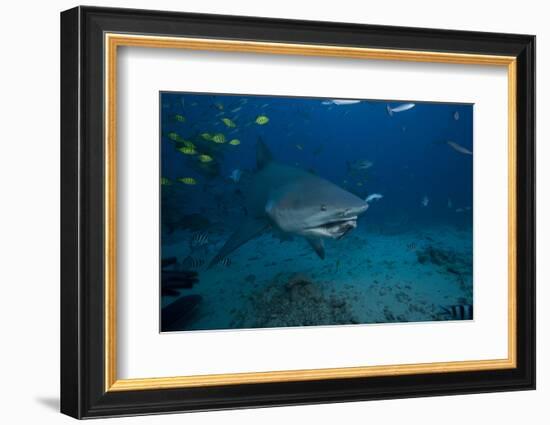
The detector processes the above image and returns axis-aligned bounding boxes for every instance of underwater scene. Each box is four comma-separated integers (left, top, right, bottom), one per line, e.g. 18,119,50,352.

160,92,474,332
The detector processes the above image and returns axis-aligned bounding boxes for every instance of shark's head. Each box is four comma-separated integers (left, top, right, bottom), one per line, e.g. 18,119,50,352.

265,176,368,239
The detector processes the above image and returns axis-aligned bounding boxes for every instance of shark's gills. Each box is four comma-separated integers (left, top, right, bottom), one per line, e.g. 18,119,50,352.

208,218,269,268
306,238,325,260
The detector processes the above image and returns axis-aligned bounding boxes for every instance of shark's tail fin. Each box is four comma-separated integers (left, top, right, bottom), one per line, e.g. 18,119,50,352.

256,137,273,170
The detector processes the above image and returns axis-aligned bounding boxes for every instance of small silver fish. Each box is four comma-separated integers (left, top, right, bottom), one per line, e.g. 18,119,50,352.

365,193,384,204
386,103,416,117
346,159,374,173
441,304,474,320
447,140,473,155
321,99,361,106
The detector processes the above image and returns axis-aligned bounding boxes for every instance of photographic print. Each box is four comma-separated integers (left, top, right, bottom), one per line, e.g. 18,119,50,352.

159,92,474,332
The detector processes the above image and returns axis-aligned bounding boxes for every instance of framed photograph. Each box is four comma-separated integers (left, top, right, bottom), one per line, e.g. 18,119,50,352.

61,7,535,418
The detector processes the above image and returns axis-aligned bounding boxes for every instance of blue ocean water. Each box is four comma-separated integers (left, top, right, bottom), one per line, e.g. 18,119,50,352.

160,92,473,331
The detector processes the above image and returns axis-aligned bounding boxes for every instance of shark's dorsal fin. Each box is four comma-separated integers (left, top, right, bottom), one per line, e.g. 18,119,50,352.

306,238,325,260
256,137,273,170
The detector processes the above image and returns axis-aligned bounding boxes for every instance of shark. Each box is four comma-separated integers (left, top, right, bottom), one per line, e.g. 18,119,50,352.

209,138,369,268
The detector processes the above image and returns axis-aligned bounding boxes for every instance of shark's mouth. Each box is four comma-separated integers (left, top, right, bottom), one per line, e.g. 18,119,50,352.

305,216,357,239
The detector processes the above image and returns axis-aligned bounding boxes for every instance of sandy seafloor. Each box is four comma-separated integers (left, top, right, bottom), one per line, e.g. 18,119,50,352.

162,219,473,330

• • • • • • •

Please copy all of the records above word for word, leaving out the pictures.

The detector processes the above image and returns axis-aligned bounding boxes for every instance of underwater scene. Each box is four comma-separated integers (left, top, right, bottom), one per line, e.g. 18,119,50,352.

160,92,474,332
The detector processes the above image and returns axis-aligned bounding boxes for every instance of shark's head. Each box is four comma-separated integers (left, top, right, bottom), one per line, e.g. 18,119,50,352.

265,176,368,239
The detector processes the above image and returns axis-aligned bounding boxes for every instance of shark's gills. Each box is four comma-separated integers (left, top, right, bottom), one per line, e.g. 18,119,50,352.

208,218,269,268
306,238,325,260
The detector processes the above image and returns axis-aligned bounding boxes for every instance of shark's tail fin. Each box is four comma-separated integers (left, top, right, bottom), one per line, e.g. 18,119,50,352.

256,137,273,170
The detector processes the above image and returns axis-aligned bounding boxes for every instance of small silver fish. Each box is four comma-separated integers (left, top, right, bottom), one per line, e.g. 18,119,50,352.

365,193,384,204
386,103,416,117
346,159,374,173
441,304,474,320
447,140,473,155
321,99,361,106
The detector processes the above image and returns axis-aligned bounding boxes for every instance of photographic print. Each box is four comma-separated integers (left, top, right, bottom), one per line, e.g. 18,119,50,352.

159,92,474,332
The detector processes the above image and returns axis-aligned bounding boxes for every instance of framed photograph. Each box is four comma-separated integers (left, top, right, bottom), one per line, e.g. 18,119,50,352.

61,7,535,418
The detector processes the above image and returns axis-aligned bounding boxes for every instance of blue ocean water. Each box is four comma-separated integers (left, top, right, bottom), one per line, e.g. 18,119,50,352.

160,92,473,331
The detector processes the above image and returns axis-aligned bounding boxes for every instance of shark's dorsal fin. Each box is four comma-separated integers (left, top, right, bottom), one per line, e.g. 18,119,50,352.

306,238,325,260
256,137,273,170
The detector processes the above image and returns axis-aligned bounding boxes for every instance of shark. Each box is four comma-separated integers (left, top, right, bottom), one per line, e.g. 18,119,50,352.

209,138,369,268
The detector processes the above image and returns axis-aligned bounding boxes for every instance of shark's mouth. Each box is four comma-separated integers (left, top, right, bottom), one per line, e.g. 18,119,50,352.

305,216,357,239
The detector processes the above image and returns axis-aligned bounding boxes for every instance of sandy seafloor. Each box is four comma-separated integers (left, top, right, bottom), one per line, e.g. 18,119,50,352.

162,219,473,330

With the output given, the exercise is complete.